_Written problem_
Copy out the data below with every "keypoint" swapped for "marker" and nothing else changed. Omit the pictures.

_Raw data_
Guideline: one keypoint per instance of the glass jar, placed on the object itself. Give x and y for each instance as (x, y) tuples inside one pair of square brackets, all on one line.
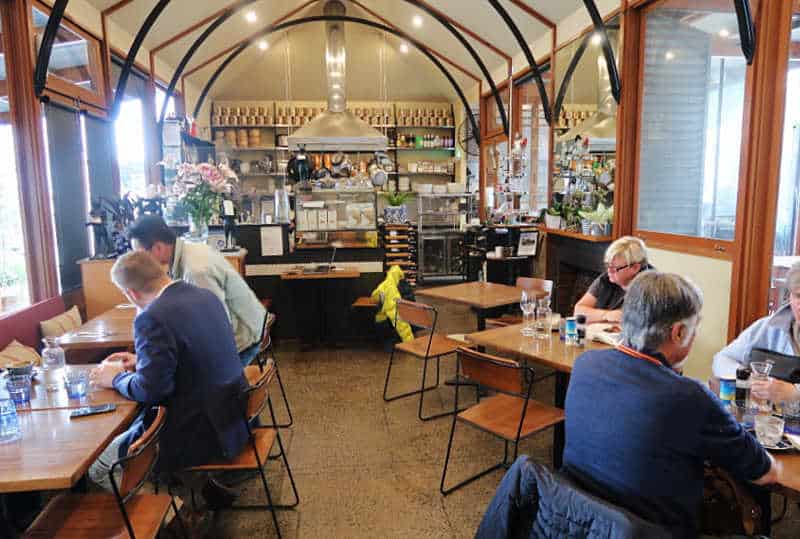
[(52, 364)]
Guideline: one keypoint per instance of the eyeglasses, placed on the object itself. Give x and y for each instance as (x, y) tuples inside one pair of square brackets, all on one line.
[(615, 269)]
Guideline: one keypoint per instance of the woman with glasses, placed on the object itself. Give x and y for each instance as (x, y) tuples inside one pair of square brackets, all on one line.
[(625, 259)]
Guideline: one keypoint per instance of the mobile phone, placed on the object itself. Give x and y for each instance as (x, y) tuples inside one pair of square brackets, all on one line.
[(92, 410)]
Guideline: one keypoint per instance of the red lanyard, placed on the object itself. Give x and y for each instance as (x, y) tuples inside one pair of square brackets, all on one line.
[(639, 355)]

_Exercise answer_
Guideline: one marker per instance of the glass jar, placed on the object itself. Give x and y for each instance as (x, y) tuples inside one pair of square brackets, all on one line.
[(52, 364)]
Guideline: one marker per instance of the eyeglasses, placed on the object itself. Give x and y for each instance as (x, y) tuples inside one pair of square brackets, all on one line.
[(615, 269)]
Guideline: one marker per instance of the woman with glasses, placed on the object itself. Give x and y for each instance as (x, y) tuples inside one pair of square brackets, all on one line.
[(625, 259)]
Guideline: one marker per instance of the mobile phone, placed on the object itself. Give x and y for each instance as (x, y) tuples inside one pair of square brackets, all on one line.
[(92, 410)]
Guideline: one marker per instance of the red lanyard, placed on the object itself. Give x and y for each instance as (x, y) tuples inside one pair of square brackets, all on one line.
[(639, 355)]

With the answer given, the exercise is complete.